PROMPT: All of the records should be restated word for word.

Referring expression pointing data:
• • •

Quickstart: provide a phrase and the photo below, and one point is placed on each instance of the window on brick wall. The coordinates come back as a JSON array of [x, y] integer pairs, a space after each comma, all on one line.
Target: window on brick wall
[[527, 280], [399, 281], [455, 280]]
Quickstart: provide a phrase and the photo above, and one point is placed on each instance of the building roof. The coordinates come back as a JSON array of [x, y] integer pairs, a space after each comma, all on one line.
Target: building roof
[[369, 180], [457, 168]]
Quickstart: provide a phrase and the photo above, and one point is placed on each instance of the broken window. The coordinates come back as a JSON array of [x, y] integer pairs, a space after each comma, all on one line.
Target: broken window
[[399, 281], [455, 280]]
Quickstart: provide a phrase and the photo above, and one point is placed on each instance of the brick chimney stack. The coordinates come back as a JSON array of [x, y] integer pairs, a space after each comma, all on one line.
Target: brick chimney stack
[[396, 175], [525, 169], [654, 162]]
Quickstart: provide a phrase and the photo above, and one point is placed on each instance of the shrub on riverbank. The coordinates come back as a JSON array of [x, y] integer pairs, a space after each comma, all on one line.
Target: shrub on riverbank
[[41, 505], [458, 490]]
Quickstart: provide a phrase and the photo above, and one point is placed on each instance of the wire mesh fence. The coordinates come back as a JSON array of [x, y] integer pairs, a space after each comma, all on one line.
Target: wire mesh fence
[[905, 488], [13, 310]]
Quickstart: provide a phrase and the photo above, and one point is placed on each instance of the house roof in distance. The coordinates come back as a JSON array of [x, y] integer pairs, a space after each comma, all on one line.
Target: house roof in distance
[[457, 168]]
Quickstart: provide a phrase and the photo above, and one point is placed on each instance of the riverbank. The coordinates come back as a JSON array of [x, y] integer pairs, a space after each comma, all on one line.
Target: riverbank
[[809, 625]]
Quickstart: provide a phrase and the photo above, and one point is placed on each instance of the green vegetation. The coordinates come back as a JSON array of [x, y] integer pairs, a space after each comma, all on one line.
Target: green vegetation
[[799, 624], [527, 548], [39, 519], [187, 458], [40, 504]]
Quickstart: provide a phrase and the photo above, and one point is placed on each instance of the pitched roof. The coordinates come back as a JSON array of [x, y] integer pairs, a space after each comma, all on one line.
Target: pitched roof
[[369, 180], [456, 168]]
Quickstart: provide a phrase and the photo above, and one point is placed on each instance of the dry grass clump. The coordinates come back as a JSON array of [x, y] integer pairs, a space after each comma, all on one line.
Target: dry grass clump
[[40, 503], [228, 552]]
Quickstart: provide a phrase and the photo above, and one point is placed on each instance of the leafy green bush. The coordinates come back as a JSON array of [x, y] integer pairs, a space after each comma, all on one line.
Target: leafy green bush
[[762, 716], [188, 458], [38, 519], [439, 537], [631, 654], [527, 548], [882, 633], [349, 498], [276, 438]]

• • •

SOLUTION:
Quickstart: provide a phrase and the photo below, and one point is placed on each instance of the window on brick wall. The coordinates come back as a JSON array of [x, y] integer pairs, a space after each comma, all on one line.
Target: window on brick wall
[[527, 280], [399, 281], [455, 280]]
Quickstart: provide a phrase and the photo above, and one point is placed on each instance of the building roof. The coordinates come back as a JSON array of [x, y] integer pairs, a space after each comma, all on one line.
Target: building roof
[[369, 180], [457, 168]]
Quickstart: provide a phrase and the photo above, and one point is placed on each instance of the broken window. The coordinates come back as a JSON array of [x, y] integer pairs, a space after each comma, all on one line.
Target: broken window
[[399, 281], [455, 280]]
Quickstart: provide a phrase and the photo above, and one point is placed on each instance of the brick chimney stack. The coordinates come back as a JSON array of [x, y] integer pairs, a space after each comma, all on one line.
Target: brick chimney stack
[[396, 175], [525, 169], [654, 162]]
Quickstart: provide a phrase and the photo above, and one point is placed on each instance of the shrub on riverbank. The coordinates come back as a JSON array of [x, y] integer pairs, a space after each comma, all on one line.
Target: shrub on riverbank
[[41, 505], [458, 490]]
Quickstart: provide a phrase and the photo above, and one point is placed on each instance of the wire mesh fence. The coordinates come back as a JSON array of [x, y] integer pairs, a space after each comma, all on one line.
Target: wire mesh fence
[[905, 488], [13, 310]]
Quickstart: provide a phrase and the photo above, and one point is placed on each instance of the house roof in distance. The coordinates come back as a JSON array of [x, y] integer pairs, a space after each comma, all on one line.
Target: house roof in distance
[[457, 168]]
Quickstart: provide a phrase and the photo above, and one point is placed on each instance of the riverbank. The coordinates come back as a JSON array of [x, y] integer pairs, a space after each comma, all on one line.
Target: riverbank
[[809, 625]]
Quickstart: provide a phrase and the photo above, and one point is placed on each instance of the green vegetation. The coordinates come back as a JSON array of [x, y] integer pairs, a space after each comma, all on one line.
Target: green vegetation
[[799, 624], [527, 548], [39, 519], [187, 458], [40, 504]]
Quickstart: provide a phrase and the photo above, and one point is placed on each instance of the pitched roof. The coordinates come back as a JSON array of [x, y] integer pairs, a space after each comma, all on one line.
Target: pitched roof
[[369, 180], [456, 168]]
Quickstart: provide a phrase and the photo above, and one point is placed on each instance of the dry grass clump. The coordinates come back as a JSON array of [x, y] integer pairs, a space after each comma, all on one line.
Target: dry grass clump
[[40, 503], [228, 552]]
Quickstart: provide a phrase and the photo above, and one point is placed on each instance of the leafy green bush. The coordinates come back as a JSON array of [x, y] integer pairs, a space after each comma, all on one line.
Target: leafy green bush
[[762, 716], [188, 458], [38, 519], [439, 537], [631, 654], [527, 548], [882, 633], [349, 498], [276, 438]]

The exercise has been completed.